**INFORMATION SHOWN:**

BEGIN

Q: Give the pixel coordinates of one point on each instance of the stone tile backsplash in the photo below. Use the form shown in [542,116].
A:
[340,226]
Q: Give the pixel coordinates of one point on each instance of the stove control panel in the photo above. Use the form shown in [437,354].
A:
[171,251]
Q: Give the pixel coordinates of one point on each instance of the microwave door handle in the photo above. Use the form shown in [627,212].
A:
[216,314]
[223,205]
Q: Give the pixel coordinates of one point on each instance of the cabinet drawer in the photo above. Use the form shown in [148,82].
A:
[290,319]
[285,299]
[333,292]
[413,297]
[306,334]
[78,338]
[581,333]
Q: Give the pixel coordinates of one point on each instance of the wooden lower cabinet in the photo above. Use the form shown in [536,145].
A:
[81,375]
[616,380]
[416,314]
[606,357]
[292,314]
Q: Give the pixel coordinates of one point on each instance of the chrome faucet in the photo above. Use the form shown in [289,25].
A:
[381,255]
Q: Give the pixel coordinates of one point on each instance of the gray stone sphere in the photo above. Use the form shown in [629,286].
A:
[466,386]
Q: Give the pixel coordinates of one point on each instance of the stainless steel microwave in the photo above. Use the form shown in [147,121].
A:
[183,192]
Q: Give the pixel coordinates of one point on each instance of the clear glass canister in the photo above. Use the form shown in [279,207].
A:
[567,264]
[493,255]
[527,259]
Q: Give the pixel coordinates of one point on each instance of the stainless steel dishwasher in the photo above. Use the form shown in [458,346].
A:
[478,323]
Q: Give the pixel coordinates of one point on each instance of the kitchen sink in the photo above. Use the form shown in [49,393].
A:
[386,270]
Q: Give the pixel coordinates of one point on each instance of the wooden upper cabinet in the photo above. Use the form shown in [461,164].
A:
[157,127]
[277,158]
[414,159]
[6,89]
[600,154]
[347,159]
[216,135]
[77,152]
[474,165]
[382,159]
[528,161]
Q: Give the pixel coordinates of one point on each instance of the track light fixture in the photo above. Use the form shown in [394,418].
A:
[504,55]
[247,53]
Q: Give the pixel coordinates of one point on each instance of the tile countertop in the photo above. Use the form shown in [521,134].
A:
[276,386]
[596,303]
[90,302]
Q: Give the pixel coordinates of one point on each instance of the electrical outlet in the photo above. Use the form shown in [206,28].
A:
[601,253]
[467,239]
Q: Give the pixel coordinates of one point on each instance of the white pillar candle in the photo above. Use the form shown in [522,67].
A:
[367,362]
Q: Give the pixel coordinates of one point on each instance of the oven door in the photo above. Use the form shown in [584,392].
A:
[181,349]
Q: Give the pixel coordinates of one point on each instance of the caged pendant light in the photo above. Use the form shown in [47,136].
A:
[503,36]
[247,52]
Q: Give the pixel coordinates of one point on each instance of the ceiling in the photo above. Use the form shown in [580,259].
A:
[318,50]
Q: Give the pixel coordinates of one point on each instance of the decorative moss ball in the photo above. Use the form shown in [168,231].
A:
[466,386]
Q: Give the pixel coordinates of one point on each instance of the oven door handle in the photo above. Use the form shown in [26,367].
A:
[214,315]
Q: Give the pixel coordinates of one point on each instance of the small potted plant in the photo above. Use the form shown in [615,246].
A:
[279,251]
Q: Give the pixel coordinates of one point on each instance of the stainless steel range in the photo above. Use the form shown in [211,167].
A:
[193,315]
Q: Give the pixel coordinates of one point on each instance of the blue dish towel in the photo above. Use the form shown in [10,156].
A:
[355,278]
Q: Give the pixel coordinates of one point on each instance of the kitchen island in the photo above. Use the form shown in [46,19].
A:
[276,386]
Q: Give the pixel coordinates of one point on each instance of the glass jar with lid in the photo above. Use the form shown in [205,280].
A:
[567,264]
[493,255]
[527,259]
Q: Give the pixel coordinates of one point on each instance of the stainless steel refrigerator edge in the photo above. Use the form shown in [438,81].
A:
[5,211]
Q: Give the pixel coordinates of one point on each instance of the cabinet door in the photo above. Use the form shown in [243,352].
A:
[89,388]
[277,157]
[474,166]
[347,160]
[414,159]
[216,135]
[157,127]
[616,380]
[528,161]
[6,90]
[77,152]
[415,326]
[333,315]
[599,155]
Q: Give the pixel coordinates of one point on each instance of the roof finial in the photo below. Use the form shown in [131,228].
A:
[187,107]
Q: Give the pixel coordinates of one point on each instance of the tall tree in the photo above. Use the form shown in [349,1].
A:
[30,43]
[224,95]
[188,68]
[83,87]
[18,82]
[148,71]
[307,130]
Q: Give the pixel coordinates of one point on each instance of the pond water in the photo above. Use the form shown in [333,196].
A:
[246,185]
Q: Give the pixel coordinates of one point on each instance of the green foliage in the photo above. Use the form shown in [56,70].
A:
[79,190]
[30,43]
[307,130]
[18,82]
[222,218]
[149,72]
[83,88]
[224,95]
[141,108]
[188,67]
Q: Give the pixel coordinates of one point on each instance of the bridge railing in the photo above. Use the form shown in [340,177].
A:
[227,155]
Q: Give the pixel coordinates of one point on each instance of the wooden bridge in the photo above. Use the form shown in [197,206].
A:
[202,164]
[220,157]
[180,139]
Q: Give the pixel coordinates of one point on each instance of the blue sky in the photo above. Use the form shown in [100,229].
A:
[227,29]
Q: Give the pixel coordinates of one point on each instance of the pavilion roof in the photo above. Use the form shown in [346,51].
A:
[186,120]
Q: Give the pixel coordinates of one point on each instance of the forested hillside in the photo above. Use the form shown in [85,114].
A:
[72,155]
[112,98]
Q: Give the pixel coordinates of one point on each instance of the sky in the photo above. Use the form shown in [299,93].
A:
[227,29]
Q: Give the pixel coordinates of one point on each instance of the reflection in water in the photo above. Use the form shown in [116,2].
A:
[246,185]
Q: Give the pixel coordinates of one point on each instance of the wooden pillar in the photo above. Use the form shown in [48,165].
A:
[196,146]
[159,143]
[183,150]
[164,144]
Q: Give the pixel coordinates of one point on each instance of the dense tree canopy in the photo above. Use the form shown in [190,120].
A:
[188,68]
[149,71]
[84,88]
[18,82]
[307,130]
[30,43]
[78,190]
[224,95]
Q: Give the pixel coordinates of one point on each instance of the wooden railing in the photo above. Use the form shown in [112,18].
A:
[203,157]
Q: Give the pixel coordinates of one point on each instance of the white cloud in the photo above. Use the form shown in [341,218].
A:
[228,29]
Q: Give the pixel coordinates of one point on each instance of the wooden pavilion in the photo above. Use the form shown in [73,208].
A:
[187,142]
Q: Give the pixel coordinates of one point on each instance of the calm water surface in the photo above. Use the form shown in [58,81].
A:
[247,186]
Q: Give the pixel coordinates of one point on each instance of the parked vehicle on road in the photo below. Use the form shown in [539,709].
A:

END

**WHAT YOU SHOULD DO:** Update these lines, replacing "pixel coordinates" with "image coordinates" wherever it occurs and changing nothing else.

**SOLUTION FOR THIS TASK:**
Q: Give the image coordinates of one point on each instance of the stone tile backsplash in the photo below. Use the form shown in [542,116].
A:
[340,226]
Q: Give the image coordinates of one point on each instance of the stove control panel in the photo above. Use the form shown in [437,354].
A:
[171,251]
Q: Give the image coordinates of one point on each instance of the microwave door handle in the photo above. Use the form shown in [627,212].
A:
[216,314]
[223,205]
Q: Give the image coordinates of one point on each instance of the cabinet drawer in the photo above. Use the form shown in [148,82].
A:
[290,319]
[285,299]
[333,292]
[413,297]
[306,334]
[78,338]
[581,333]
Q: Give the image coordinates of one point on each instance of the wooden lower cabinet in the photo above. Use the form shown in [536,145].
A:
[81,375]
[616,380]
[416,314]
[606,357]
[292,314]
Q: Give the image coordinates of one point on each instance of the chrome faucet in the photo above. Use the form shown in [289,25].
A:
[381,255]
Q: Give the image coordinates of one point on each instance of the gray stone sphere in the photo above. Use the form shown in [629,286].
A:
[466,386]
Q: Give the image coordinates of one point on each instance of the stainless steel microwave in the photo above. Use the form shown in [147,121].
A:
[183,192]
Q: Give the image coordinates of one point on each instance of the clear glass canister in the photo above. Use the form shown in [279,207].
A:
[567,264]
[493,255]
[527,259]
Q: Give the image coordinates of one point on each instance of the stainless steel dishwasher in the photo above. Use the form shown in [458,346].
A:
[478,323]
Q: Give the image coordinates of one point on each instance of the kitchen sink in the photo above. Use the form shown in [49,393].
A:
[386,270]
Q: Give the image coordinates of one point on each instance of the wooden upper cabinet in the photo above. Use the form shown in [461,164].
A:
[157,127]
[277,158]
[414,159]
[6,89]
[600,154]
[347,159]
[216,135]
[77,152]
[474,165]
[382,159]
[528,161]
Q: Give the image coordinates of one point on each instance of the track light fixture in the photo above. Use the form shown in [394,418].
A:
[504,55]
[247,53]
Q: Give the image coordinates of one point on each instance of the tile countertop in the photo above. Use the form shown in [521,134].
A:
[276,386]
[596,303]
[90,302]
Q: Give the image coordinates of one point on each instance of the electrical outlet in the photo above. Use the form shown in [206,28].
A:
[601,253]
[467,239]
Q: Give the image coordinates of one point on each instance of the white pillar candle in the photo above. Use the form shown in [522,67].
A:
[367,362]
Q: Give the image coordinates of one point on each instance of the oven door in the photo above. Use the form shown in [584,392].
A:
[181,349]
Q: Give the image coordinates of one point on each instance of the caged pendant light in the photo above. Use the form shown in [47,136].
A:
[503,36]
[247,52]
Q: Give the image coordinates of one point on each instance of the ceiling in the photo above. Use the form shown in [580,259].
A:
[318,50]
Q: Give the image coordinates of one point on each instance of the decorative moss ball in the photo above. Use the form shown in [168,231].
A:
[466,386]
Q: Give the image coordinates of one point on each instance of the oven door handle in the photo above. Use the form shown in [26,367].
A:
[214,315]
Q: Give the image coordinates of one point on each instance of the small potted plant in the photo above. Use the form shown in [615,246].
A:
[279,251]
Q: Give the image coordinates of one point on each instance of the stainless steel range in the photo above. Use the form shown in [211,167].
A:
[193,315]
Q: Give the image coordinates of one point on each instance of the blue dish towel in the photo above. Use the form shown in [10,156].
A:
[355,278]
Q: Give the image coordinates of one point on each instance of the kitchen island in the photo above. Use the form shown in [46,19].
A:
[276,386]
Q: Give the image coordinates of one point on each instance of the glass jar with lid in the photo above. Use the form shown in [205,280].
A:
[567,264]
[493,255]
[527,259]
Q: Give the image coordinates of one point on each instance of the stainless steel refrigerator edge in the photo above. Use the form shown in [438,81].
A:
[5,211]
Q: Give the image coordinates of one point on each instance of the cabinet door in the photo above. Use the form shown in [243,352].
A:
[89,388]
[277,157]
[474,166]
[347,160]
[414,159]
[216,135]
[157,127]
[616,380]
[528,161]
[6,90]
[77,152]
[415,326]
[333,315]
[599,155]
Q: Give the image coordinates of one point on each instance of the roof finial in the photo below. Use the form shown in [131,228].
A:
[187,107]
Q: Give the image coordinates of one point on each instance of the tall tree in the photo above. Use the form shown in [349,1].
A:
[30,43]
[224,95]
[188,68]
[83,87]
[18,82]
[148,71]
[307,130]
Q: Give the image coordinates of one point on each instance of the pond water in the photo above. Use the form shown in [333,196].
A:
[246,185]
Q: Give the image coordinates of one point on each instance of the green foliage in the photo above. Use the form shown in [56,70].
A:
[79,190]
[30,43]
[307,130]
[18,82]
[222,218]
[149,72]
[83,88]
[224,95]
[141,108]
[188,67]
Q: Give the image coordinates of one point on each instance of the bridge railing in the photo above. Use the form shown in [340,177].
A:
[227,155]
Q: Give the image coordinates of one point on each instance of the wooden bridge in the photo above. Use the form shown in [197,206].
A:
[202,164]
[220,157]
[180,139]
Q: Give the image coordinates of one point on each instance of the blue sky in the photo above. Use the form shown in [100,229].
A:
[227,29]
Q: Give the image coordinates of one point on each instance of the pavilion roof in the photo above. Use the form shown in [346,51].
A:
[186,120]
Q: Give the image coordinates of one point on each instance of the forested hillside in the photo above. Use the form shown in [85,114].
A:
[72,155]
[112,98]
Q: Give the image coordinates of one point on each instance of the sky in the photo above. Use the form shown in [299,93].
A:
[227,29]
Q: Give the image coordinates of one point on each instance of the reflection in water in the photo above. Use the form shown in [116,2].
A:
[246,185]
Q: Give the image coordinates of one point on each instance of the wooden pillar in the photo above. Use the form shown in [48,165].
A:
[196,146]
[159,143]
[183,150]
[164,144]
Q: Give the image coordinates of one point on each instance of the dense tree canopy in the photo above. Use the form shown in [190,120].
A:
[188,68]
[149,71]
[84,88]
[18,82]
[307,130]
[30,43]
[78,190]
[224,95]
Q: Give the image coordinates of one point on each instance of the wooden railing in the photo above. Use the form shown in [112,18].
A:
[203,157]
Q: Give the image coordinates of one point on each instance of the white cloud in the photo above. Use the form shown in [341,218].
A:
[228,29]
Q: Give the image coordinates of one point on each instance of the wooden pavilion in the photo above. Use the form shown in [73,208].
A:
[187,142]
Q: Give the image coordinates of one point on each instance of the calm water surface in the photo above. Use the form shown in [58,81].
A:
[247,186]
Q: Give the image coordinates of one point on each instance of the parked vehicle on road in the photo below. Use the form shown in [539,709].
A:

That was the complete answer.